▶ **Exercise goal**
In the hockey biography, which team traded Brunet to the Ottawa Senators?

BEGIN Selected text

Joseph Jean Luc Benoît Brunet (; born August 24, 1968) is a Canadian former professional ice hockey player.  He was drafted by the Montreal Canadiens in the second round, 27th overall, of the 1986 NHL Entry Draft.

Playing career
After playing three seasons for the Hull Olympiques of the QMJHL, Brunet made his professional debut with the American Hockey League's Sherbrooke Canadiens in the 1988–89 season.  He also made his NHL debut with Montreal that same season, appearing in two games and recording one assist.

Brunet became a fixture on the Canadiens' roster, playing with them until the 2001–02 season. He became a favorite of the hometown fans due to his local roots and path to the NHL as well as his work as a defensive forward which made him a constant on the team's penalty killing unit.  During the 2001–02 season, he was traded to the Dallas Stars, along with Martin Ručinský, in exchange for Donald Audette and Shaun Van Allen.  Brunet appeared in 32 games with the Stars before being traded again, this time to the Ottawa Senators in exchange for a pick in the 2003 NHL Entry Draft.  Brunet finished the season with Ottawa, and retired afterward.

In his NHL career, Brunet appeared in 539 games.  He scored 101 goals and added 161 assists.  He also appeared in 54 playoff games, scoring five goals and adding 20 assists.  He was a member of the Canadiens team that won the Stanley Cup in 1993.

END Selected text
BEGIN Data extract

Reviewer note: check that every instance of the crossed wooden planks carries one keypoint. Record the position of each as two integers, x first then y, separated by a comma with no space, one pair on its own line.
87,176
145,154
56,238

END Data extract

▶ **Finished answer**
The Dallas Stars traded him to the Ottawa Senators.